*Task goal:* The lines from the one containing "Target: finger" through the final line of the data below must be written out exactly, both included, and nothing more.

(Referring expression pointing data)
• • • • • • •

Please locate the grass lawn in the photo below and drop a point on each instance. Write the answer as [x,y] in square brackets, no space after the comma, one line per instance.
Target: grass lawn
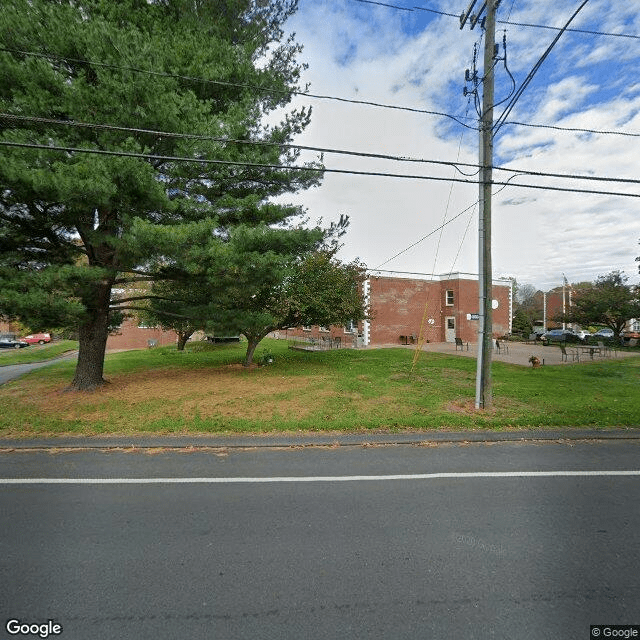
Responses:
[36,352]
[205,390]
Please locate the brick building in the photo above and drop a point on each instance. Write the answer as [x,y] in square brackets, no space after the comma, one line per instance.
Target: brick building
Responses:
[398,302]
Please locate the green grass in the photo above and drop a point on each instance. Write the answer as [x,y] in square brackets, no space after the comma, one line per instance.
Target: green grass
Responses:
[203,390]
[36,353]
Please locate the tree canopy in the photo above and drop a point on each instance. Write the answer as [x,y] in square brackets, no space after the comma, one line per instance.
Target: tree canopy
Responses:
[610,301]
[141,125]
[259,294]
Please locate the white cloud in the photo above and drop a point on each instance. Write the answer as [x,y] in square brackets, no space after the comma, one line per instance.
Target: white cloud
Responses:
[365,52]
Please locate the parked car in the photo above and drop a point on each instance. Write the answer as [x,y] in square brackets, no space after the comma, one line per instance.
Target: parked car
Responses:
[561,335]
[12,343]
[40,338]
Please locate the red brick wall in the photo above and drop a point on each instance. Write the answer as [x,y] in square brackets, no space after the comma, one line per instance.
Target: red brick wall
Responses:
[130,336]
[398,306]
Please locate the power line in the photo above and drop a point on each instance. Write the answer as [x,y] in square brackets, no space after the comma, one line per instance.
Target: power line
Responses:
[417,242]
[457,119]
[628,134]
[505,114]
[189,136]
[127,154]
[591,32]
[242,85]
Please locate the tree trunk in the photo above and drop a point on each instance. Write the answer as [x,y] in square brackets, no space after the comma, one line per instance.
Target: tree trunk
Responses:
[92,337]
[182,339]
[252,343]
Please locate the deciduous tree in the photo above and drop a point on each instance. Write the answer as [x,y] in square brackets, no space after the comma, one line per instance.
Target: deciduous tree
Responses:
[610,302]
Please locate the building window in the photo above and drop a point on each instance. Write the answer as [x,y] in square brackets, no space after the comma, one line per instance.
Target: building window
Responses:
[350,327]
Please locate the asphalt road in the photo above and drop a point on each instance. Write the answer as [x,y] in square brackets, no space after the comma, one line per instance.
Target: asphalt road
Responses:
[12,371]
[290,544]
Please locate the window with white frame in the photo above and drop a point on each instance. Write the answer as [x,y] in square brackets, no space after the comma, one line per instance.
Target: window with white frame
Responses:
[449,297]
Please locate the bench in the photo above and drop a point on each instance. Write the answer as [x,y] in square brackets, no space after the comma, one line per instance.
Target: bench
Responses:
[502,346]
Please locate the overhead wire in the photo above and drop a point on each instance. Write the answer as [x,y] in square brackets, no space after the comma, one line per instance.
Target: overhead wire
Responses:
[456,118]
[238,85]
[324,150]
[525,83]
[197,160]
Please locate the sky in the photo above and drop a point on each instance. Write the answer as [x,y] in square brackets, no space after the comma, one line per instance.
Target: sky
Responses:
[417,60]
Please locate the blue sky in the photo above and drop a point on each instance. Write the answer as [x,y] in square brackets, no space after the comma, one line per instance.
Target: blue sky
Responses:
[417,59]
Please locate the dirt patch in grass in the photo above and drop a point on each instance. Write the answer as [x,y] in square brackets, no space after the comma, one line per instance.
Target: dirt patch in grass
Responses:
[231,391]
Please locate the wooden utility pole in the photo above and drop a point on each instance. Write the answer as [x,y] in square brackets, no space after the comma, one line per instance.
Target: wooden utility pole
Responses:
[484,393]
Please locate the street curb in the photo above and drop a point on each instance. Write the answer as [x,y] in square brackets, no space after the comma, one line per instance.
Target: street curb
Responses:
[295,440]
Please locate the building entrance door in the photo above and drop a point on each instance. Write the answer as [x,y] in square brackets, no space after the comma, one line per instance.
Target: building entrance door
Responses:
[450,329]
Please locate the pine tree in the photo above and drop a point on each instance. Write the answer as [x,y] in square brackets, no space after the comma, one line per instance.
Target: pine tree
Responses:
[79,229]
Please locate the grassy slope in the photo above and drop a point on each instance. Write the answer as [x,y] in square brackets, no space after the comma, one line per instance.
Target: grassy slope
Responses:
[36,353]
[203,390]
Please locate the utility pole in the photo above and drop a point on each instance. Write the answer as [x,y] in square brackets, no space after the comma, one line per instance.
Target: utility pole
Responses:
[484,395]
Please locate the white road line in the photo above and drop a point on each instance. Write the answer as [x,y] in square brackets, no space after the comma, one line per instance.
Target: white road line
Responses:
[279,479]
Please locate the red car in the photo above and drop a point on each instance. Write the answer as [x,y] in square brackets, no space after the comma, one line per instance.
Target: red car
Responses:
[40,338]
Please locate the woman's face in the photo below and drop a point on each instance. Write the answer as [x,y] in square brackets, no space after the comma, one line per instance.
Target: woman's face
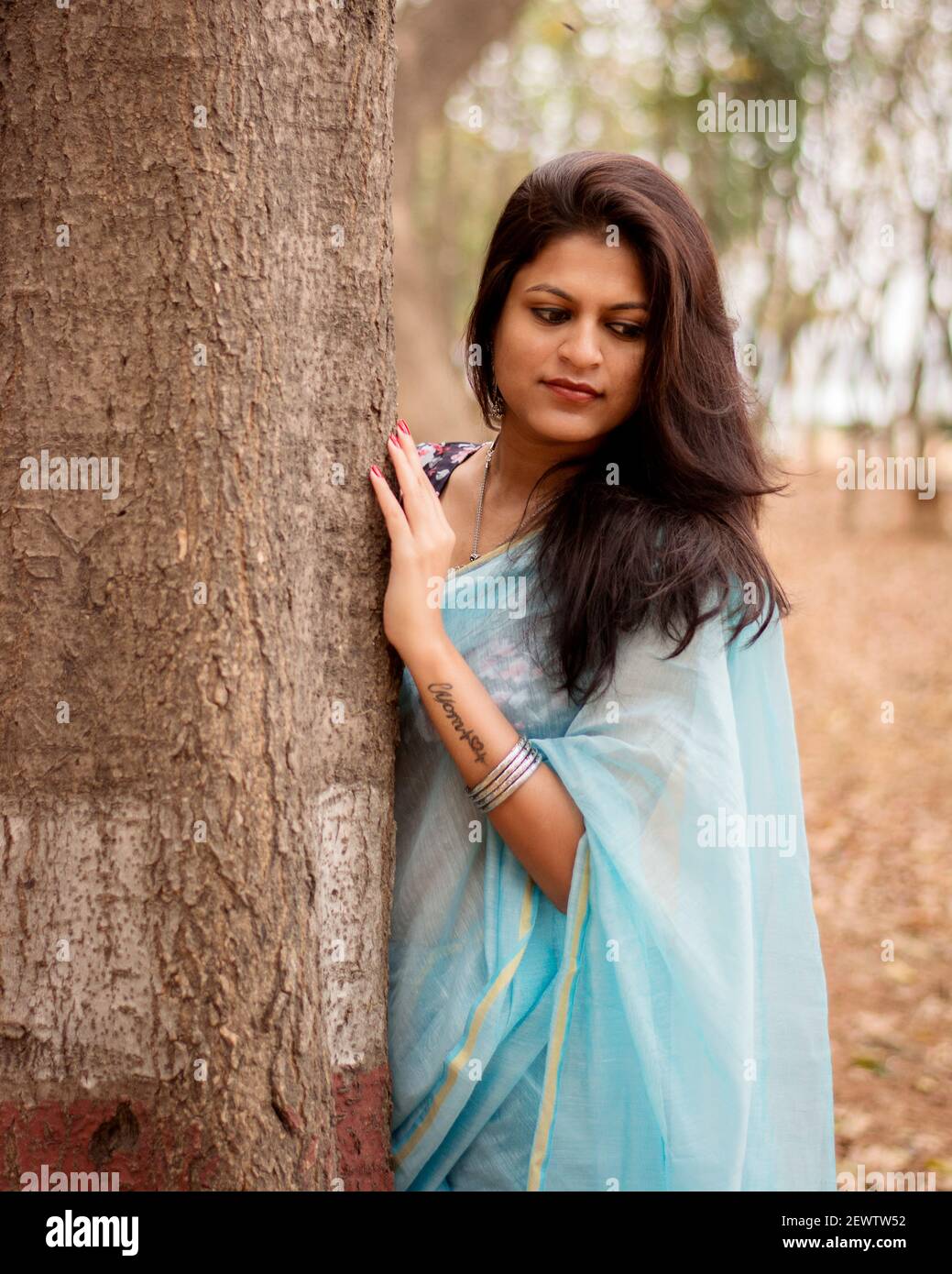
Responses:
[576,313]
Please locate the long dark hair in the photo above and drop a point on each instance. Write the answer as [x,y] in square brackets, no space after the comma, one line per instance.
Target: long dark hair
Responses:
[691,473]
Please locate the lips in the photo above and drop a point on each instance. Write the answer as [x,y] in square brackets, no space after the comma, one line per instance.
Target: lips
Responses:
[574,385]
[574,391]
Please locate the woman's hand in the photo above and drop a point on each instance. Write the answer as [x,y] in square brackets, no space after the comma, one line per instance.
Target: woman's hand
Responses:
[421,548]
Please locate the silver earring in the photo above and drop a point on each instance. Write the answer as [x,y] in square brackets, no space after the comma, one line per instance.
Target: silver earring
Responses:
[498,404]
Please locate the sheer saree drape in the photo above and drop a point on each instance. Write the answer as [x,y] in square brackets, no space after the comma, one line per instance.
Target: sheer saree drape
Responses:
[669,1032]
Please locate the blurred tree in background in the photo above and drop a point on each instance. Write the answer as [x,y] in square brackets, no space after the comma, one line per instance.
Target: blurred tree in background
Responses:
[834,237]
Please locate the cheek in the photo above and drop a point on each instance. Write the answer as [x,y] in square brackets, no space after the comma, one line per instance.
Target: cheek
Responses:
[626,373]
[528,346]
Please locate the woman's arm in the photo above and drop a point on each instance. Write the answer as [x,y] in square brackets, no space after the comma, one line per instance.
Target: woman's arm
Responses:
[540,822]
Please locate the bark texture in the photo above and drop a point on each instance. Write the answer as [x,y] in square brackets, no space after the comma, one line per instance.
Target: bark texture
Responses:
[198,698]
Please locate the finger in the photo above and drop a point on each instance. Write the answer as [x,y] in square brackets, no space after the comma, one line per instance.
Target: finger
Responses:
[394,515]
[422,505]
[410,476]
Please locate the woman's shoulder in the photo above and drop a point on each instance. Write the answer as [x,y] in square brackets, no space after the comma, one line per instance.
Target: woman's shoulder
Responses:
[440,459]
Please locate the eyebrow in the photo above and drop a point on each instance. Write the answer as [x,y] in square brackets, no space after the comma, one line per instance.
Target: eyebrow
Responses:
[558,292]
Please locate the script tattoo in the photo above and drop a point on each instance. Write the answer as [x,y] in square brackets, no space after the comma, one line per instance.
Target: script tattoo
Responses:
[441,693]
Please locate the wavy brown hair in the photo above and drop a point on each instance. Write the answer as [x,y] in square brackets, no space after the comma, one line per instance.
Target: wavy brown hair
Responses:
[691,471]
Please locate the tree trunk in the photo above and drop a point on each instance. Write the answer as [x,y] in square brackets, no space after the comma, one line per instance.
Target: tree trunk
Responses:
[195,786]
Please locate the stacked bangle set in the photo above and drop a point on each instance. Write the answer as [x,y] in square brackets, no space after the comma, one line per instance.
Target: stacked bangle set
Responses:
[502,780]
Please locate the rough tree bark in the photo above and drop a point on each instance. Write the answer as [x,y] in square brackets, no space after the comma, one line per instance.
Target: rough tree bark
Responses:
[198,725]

• • • • • • •

*Expected answer:*
Target: finger
Responses:
[394,515]
[422,505]
[410,476]
Please locate the woman's shoulder in the photo above and drop a point on each instance. Write the answer as [x,y] in square brackets, no space after the comma, one line per instance.
Target: woman's shoulder
Responses:
[440,459]
Please locate the eyebrow in the photo above and drop a point on each instance. Write the answer as [x,y] in square brackets, no space after the comma, one line per instance.
Target: eyebrow
Responses:
[558,292]
Please locate the script tattoo in the photo above and drop a point on each instance. Write the answer as [x,y] in square brackets, no space after the comma, one line per instance.
Target: script tattoo
Responses:
[441,693]
Please locate the wavy brown hair in the photo above and drop a point on each instance. Write the answer as [x,y] in square brackets, no space after the comma, one line per instance.
Target: wavy brown hair
Responses:
[691,471]
Please locate the tree trunk in the photo above and drop a point on each instance. Write the answer as [x,y] in square brackets, no space after the comma, one line per instance.
Target: tree trunk
Responses:
[195,786]
Please locate the stacked bangle set in the photo above and drop a point on each instance. Write the answer as [x,y] in square brackets, no space after the comma, one line per instance.
Target: stacked bangle set
Responses:
[502,780]
Please locate the rough tree bark in the photo above and drop a point on each instance. Write the answer as [x,y] in square brackets, no space after the comma, one line per instance.
Target: rough tree bark
Responses:
[198,725]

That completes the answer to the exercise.